━━━━━ Recorded data

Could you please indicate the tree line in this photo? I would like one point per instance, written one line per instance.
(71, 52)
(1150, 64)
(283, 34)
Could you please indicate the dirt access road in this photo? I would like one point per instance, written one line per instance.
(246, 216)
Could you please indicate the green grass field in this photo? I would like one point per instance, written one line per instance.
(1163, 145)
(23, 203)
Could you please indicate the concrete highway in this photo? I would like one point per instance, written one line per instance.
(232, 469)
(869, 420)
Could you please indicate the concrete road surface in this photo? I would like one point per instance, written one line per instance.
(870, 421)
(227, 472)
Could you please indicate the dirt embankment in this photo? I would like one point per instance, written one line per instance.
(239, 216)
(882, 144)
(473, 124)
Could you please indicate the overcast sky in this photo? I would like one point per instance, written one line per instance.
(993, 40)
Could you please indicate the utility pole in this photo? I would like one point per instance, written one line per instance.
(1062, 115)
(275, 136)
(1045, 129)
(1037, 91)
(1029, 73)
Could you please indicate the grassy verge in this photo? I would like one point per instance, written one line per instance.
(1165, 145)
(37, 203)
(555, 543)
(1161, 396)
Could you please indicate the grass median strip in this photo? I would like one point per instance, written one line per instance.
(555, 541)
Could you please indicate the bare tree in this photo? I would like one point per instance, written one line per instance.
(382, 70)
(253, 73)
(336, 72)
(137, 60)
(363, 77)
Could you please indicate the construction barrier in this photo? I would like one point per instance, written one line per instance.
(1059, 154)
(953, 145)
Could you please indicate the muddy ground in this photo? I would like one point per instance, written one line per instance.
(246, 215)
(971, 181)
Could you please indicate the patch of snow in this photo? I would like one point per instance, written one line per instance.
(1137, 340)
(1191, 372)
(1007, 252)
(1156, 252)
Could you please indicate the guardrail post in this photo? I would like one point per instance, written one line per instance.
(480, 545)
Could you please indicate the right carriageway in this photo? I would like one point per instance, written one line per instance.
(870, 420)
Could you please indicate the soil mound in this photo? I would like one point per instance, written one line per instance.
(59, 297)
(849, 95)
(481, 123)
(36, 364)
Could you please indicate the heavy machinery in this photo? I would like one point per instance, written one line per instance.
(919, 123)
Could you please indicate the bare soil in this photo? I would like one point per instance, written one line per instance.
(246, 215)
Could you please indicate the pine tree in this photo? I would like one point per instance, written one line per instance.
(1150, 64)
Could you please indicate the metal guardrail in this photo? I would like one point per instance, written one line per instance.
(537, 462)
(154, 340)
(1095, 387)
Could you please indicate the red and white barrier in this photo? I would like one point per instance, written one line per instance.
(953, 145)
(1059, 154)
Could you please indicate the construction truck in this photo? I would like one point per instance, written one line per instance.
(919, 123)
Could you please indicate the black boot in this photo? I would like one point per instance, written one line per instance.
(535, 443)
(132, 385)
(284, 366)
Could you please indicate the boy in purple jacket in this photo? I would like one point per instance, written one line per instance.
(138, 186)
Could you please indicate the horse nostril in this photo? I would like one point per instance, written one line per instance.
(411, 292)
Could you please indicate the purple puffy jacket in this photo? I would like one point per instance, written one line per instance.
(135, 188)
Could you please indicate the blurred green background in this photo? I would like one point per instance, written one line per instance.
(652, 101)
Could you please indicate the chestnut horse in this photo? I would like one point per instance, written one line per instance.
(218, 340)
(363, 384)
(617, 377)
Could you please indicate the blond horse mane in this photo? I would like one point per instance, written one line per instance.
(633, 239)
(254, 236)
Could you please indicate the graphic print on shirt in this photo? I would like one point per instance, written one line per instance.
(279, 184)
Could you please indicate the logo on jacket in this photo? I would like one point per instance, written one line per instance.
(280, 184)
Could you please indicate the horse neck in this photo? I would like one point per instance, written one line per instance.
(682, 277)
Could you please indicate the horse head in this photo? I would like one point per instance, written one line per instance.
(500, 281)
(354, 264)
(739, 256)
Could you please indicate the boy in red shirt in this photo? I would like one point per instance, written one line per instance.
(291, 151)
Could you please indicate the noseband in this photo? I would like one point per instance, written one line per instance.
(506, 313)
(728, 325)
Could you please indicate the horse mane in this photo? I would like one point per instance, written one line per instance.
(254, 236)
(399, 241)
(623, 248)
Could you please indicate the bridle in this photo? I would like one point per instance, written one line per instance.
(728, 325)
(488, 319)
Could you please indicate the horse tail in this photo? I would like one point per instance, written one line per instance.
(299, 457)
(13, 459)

━━━━━━━━━━

What is expected: Retype the material exactly, including every line.

Task result:
Could you please indicate the tree line in this photo? I would like one point per instance, written one line per instance.
(71, 52)
(1150, 64)
(283, 34)
Could you please indicate the dirt access road in this photo? I would like one point per instance, written one line per instance.
(246, 216)
Could you please indicate the green grass field in this photo? I would like one point per instance, written one line per instance.
(1163, 145)
(23, 203)
Could you please indicate the concrete highway in this photo? I would like one point per instance, written one line per instance.
(232, 469)
(869, 420)
Could you please indicate the concrete road surface in this photo? I would like one point per instance, written one line per instance.
(870, 421)
(227, 472)
Could you please indicate the dirt embankment in this photo? I would like one point per instance, written one line per instance.
(239, 216)
(882, 144)
(473, 124)
Could you please indicate the overcast sky in this photo? I would like one point per instance, written one line per instance.
(993, 40)
Could you please indicate the utility pole in this photo? I would like one point per instance, written one line per instance.
(1062, 115)
(275, 136)
(1045, 129)
(1037, 91)
(1029, 73)
Could you please indicate the grassy verge in this photo? I would like one point per instance, written one line per instance.
(1165, 145)
(37, 203)
(555, 543)
(1161, 396)
Could you please indicate the grass median strip in this photo? I would like one point per instance, written one line per instance.
(555, 541)
Could you please indicate the bare tree in this photo? I would like one point per instance, written one line per instance.
(382, 70)
(253, 73)
(336, 72)
(137, 60)
(363, 77)
Could you please indicate the construction barrier in this photo? I would like one point per instance, written one line per instance.
(1059, 154)
(953, 145)
Could you please indicate the muddy ground in this photo? I would like one point per instance, written one line per instance.
(246, 215)
(971, 181)
Could you please indicate the patch of snow in this photo? I would like one point per instance, written one line per instance.
(1137, 340)
(1191, 372)
(1007, 252)
(1156, 252)
Could you please indicate the guardrail post in this photo? I would like one point per instance, written one line per instance.
(480, 545)
Could you please indicate the right carriageway in this photo? I would like one point per instance, written one line per instance.
(870, 420)
Could you please indicate the soil mound in this photo? I would like one point per instance, written one line per instance.
(59, 297)
(849, 95)
(481, 123)
(36, 364)
Could you please indicate the heavy machinery in this photo? I would like one point per instance, written one line per instance.
(919, 123)
Could you please indicate the bare soil in this photo? I would like one point per instance, written one line per instance.
(246, 215)
Could you please indicate the pine tree in this photo? I would like one point per instance, written one line per instance.
(1150, 64)
Could you please indicate the metal guardrail in this photo? I would like one point per instance, written one line per instance.
(537, 462)
(154, 340)
(1095, 387)
Could you please indicate the red and white barrier in this photo? I would like one point per instance, written one line per instance.
(953, 145)
(1059, 154)
Could you please indicate the construction truck in this photo? I would like one point per instance, written one line per instance.
(919, 123)
Could you please indicate the black boot in this photo? I would like one point per instance, written one line per instance.
(535, 443)
(132, 385)
(284, 366)
Could you please indicate the boy in purple jacket in this photo? I would like one point per instance, written one line per instance.
(138, 186)
Could you please indicate the horse nostril in this photo? I would like one point per instance, written one line per instance.
(411, 292)
Could you please indicate the purple puffy jacket in this photo? I would like one point per instance, written one line per instance.
(135, 188)
Could you please indicate the blurred green background in this photo? I would like one point per instance, written one line per instance.
(652, 101)
Could you please indicate the chestnut horse in this photo? I would like one point per instance, written one line per instance.
(218, 340)
(363, 384)
(617, 377)
Could you please indicate the blond horse mane in this photo? I would like one point per instance, written one line per instance.
(633, 239)
(254, 236)
Could you please indicate the graphic print on shirt in this photo? I would like one point per instance, written one line per instance.
(279, 184)
Could you please indicate the logo on jacket in this photo? I would like one point per instance, written one line per instance.
(280, 184)
Could you please indicate the horse neck in this photo? I would like one point per instance, written one line per instance.
(682, 277)
Could you please indicate the horse head in this photo? I would like one point per instance, written one line per instance.
(500, 281)
(354, 264)
(739, 256)
Could you please indicate the boy in red shirt in this photo? I would like one point per instance, written one line per instance.
(291, 151)
Could you please indicate the noseband in this photo? I would like one point per instance, written one line per instance.
(506, 313)
(728, 325)
Could you please indicate the horse mane in this photo? I would like one point per instance, written one line per instance.
(254, 236)
(399, 241)
(623, 248)
Could you please indicate the bridle in this photo? I would like one point per instance, written one line per instance.
(728, 325)
(488, 319)
Could you please indicate the horse tail in this photo? I would like one point per instance, written one line per instance.
(299, 457)
(13, 459)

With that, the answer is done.